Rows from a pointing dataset
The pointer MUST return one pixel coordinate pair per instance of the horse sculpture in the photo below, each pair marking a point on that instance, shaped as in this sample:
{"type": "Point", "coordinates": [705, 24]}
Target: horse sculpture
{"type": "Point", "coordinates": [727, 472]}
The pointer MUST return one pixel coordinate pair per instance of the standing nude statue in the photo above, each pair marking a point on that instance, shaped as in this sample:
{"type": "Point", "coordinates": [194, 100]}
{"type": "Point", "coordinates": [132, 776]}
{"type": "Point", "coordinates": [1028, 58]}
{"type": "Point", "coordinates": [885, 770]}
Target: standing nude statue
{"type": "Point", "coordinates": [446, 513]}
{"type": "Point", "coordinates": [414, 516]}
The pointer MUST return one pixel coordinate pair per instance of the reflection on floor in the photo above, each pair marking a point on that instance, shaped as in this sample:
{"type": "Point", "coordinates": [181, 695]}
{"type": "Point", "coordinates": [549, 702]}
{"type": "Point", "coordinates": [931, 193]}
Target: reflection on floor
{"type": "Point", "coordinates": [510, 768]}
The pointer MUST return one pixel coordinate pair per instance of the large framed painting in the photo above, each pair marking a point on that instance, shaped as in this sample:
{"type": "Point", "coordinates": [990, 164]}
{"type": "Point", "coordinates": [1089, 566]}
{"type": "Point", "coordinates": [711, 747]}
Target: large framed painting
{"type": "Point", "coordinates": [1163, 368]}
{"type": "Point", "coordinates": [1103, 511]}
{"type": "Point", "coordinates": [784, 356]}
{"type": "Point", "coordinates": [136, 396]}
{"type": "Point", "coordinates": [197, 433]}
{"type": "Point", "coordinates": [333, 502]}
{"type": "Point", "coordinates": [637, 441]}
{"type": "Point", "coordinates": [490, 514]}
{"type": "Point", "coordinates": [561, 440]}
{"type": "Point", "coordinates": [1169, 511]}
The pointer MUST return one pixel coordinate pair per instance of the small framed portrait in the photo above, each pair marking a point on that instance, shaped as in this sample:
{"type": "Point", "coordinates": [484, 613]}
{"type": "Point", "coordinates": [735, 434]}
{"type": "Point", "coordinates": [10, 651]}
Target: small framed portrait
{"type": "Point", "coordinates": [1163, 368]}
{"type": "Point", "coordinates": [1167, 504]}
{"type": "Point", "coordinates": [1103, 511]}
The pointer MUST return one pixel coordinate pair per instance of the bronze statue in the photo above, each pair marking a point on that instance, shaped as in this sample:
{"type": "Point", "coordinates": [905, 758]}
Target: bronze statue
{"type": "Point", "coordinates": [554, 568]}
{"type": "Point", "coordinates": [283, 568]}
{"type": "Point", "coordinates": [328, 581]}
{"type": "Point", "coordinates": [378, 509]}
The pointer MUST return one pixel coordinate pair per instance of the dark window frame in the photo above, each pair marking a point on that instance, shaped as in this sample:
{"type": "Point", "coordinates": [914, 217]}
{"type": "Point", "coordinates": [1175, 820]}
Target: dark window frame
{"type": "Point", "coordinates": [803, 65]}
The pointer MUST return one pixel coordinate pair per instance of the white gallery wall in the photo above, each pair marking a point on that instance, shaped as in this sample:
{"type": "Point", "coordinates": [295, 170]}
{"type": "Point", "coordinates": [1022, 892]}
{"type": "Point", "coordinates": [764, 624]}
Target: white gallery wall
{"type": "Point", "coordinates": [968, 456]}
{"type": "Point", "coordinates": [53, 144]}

◆ What to do: Through the last line of the entries above, beginning at the line containing "of the white", transcribe each line exactly, both ends included and nothing more.

◆ Response below:
The pointer MUST return one pixel coordinate pair per instance of the white gallery wall in the photo above, each pair marking a point on that instance, shaped as in this sample:
{"type": "Point", "coordinates": [295, 170]}
{"type": "Point", "coordinates": [1022, 892]}
{"type": "Point", "coordinates": [764, 624]}
Target: white gallery wall
{"type": "Point", "coordinates": [968, 456]}
{"type": "Point", "coordinates": [53, 144]}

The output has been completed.